**Work instruction**: Some lines in the listing hold the word "positive". Return each of them.

**Record set**:
§ §
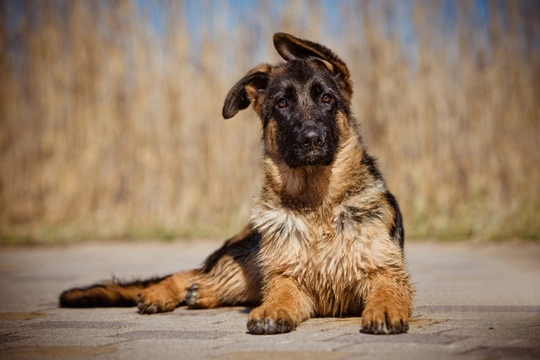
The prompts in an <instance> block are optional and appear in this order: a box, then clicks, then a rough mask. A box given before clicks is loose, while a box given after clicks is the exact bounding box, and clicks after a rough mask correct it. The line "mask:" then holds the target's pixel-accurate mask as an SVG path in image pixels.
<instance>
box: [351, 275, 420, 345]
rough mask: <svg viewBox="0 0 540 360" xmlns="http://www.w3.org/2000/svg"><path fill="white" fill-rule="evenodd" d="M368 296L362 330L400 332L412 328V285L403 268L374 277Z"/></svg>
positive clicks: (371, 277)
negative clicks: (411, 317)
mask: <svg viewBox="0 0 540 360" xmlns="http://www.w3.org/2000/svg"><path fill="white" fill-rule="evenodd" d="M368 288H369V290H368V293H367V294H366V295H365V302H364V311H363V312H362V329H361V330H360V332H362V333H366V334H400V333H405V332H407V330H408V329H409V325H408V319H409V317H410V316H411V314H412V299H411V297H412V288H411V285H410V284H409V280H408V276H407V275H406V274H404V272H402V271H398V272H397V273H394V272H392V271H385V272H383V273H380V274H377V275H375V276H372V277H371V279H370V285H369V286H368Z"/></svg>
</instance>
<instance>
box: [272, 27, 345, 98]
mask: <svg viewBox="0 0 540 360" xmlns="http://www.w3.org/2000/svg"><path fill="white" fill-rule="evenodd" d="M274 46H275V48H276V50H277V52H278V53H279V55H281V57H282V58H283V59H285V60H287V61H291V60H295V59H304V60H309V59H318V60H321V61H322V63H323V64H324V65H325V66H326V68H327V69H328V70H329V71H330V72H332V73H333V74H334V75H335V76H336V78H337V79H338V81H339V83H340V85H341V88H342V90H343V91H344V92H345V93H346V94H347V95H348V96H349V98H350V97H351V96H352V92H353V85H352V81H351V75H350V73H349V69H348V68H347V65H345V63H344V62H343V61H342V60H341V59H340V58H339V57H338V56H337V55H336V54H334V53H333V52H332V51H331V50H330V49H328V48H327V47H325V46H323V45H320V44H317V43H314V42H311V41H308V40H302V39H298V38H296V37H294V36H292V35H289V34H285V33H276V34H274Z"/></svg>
§ §
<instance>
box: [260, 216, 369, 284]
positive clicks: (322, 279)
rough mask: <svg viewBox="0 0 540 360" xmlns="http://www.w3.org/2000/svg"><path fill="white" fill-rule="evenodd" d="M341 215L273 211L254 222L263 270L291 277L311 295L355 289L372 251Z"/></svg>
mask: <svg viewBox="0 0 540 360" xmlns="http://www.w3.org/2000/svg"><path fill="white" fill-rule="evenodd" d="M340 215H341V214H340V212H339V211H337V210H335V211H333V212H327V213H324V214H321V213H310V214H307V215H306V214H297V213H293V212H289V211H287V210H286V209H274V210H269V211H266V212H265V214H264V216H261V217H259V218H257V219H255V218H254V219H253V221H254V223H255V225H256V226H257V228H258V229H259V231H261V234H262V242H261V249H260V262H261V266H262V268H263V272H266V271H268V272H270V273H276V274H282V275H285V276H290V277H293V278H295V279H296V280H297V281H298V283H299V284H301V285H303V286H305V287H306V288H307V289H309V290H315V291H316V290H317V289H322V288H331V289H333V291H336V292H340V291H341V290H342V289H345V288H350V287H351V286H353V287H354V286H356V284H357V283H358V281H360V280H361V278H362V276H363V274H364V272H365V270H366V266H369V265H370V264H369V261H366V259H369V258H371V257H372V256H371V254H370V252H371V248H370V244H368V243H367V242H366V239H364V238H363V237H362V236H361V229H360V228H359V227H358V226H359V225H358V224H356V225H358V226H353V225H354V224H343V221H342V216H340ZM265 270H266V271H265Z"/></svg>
§ §
**Solution to this exercise**:
positive clicks: (371, 277)
positive clicks: (322, 279)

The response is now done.